• ASSIGNMENT:
Copy out every record precisely.

• DATA PROVIDED:
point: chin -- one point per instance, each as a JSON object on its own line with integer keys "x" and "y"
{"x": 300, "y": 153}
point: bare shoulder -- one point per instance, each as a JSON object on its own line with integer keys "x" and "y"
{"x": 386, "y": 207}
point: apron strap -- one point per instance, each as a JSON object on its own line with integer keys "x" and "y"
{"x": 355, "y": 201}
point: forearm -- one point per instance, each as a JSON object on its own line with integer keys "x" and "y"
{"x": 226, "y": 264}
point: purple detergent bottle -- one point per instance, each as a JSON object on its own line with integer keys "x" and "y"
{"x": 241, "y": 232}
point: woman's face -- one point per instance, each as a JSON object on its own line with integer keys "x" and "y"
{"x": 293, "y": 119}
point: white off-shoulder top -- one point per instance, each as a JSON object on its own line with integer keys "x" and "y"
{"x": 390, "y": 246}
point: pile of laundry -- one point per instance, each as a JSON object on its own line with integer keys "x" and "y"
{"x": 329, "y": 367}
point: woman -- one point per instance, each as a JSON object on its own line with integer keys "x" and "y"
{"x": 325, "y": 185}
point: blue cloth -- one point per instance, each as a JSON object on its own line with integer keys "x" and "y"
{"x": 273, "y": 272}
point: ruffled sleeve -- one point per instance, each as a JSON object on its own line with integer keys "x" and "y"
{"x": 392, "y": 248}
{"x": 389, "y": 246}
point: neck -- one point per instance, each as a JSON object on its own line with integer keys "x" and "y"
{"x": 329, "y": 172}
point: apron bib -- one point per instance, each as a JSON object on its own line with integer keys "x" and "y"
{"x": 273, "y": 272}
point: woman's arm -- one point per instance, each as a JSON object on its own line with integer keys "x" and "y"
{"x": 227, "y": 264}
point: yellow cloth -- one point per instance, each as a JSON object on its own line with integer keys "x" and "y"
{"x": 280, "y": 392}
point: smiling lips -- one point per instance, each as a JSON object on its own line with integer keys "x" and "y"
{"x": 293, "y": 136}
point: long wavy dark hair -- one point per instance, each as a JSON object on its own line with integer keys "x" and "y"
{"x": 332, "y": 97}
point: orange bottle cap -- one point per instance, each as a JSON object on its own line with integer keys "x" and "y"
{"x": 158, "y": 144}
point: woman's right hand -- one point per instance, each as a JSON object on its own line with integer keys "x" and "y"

• COMPLETED TASK:
point: chin -- one point per instance, each as a JSON object on its own line with integer keys "x" and "y"
{"x": 300, "y": 153}
point: bare shoulder -- one point per instance, each as a JSON object on its own line with integer keys "x" and "y"
{"x": 386, "y": 207}
point: apron strap -- one point per instance, each as a JSON object on its own line with integer keys "x" and "y"
{"x": 355, "y": 201}
point: forearm -- one point per instance, each as a JSON object on its own line with integer keys "x" and "y"
{"x": 226, "y": 264}
point: purple detergent bottle -- one point per instance, each as a JSON object on its own line with integer keys "x" and "y"
{"x": 241, "y": 232}
point: woman's face -- one point per instance, each as a JSON object on its own line with integer keys "x" and "y"
{"x": 293, "y": 119}
point: white off-shoulder top -- one point per instance, each as a JSON object on its own line with integer keys "x" and "y"
{"x": 390, "y": 246}
point: pile of laundry -- one point per instance, each as a JSON object on its own line with integer keys "x" and "y"
{"x": 329, "y": 367}
point: woman -- one point per instance, each as a JSON object on its own line with integer keys "x" and "y"
{"x": 325, "y": 185}
point: blue cloth -- one point per instance, each as a JSON object on its own line with integer keys "x" and "y"
{"x": 273, "y": 272}
point: ruffled sleeve -- one point per instance, each as a JSON object on its own line with integer keys "x" and "y"
{"x": 392, "y": 248}
{"x": 389, "y": 246}
point: neck -- one point per instance, each as a JSON object on its own line with integer keys "x" and "y"
{"x": 329, "y": 172}
point: apron bib -- one point per instance, each as a JSON object on its own line with integer keys "x" and "y"
{"x": 273, "y": 272}
point: woman's arm -- one point per instance, each as a JSON object on its own line with integer keys "x" and "y"
{"x": 227, "y": 264}
point: yellow cloth -- one point per instance, each as a JSON object on its own line with integer keys "x" and "y"
{"x": 280, "y": 392}
point: smiling lips -- one point per instance, each as a JSON object on its own line with integer keys "x" and "y"
{"x": 293, "y": 136}
point: long wavy dark hair -- one point per instance, each as a JSON object on its own line with integer keys "x" and "y"
{"x": 332, "y": 97}
point: orange bottle cap -- one point per instance, each as a JSON object on its own line with integer keys "x" and "y"
{"x": 158, "y": 144}
point: woman's right hand -- one point per instance, each as a JSON object on its own line with integer keys "x" and "y"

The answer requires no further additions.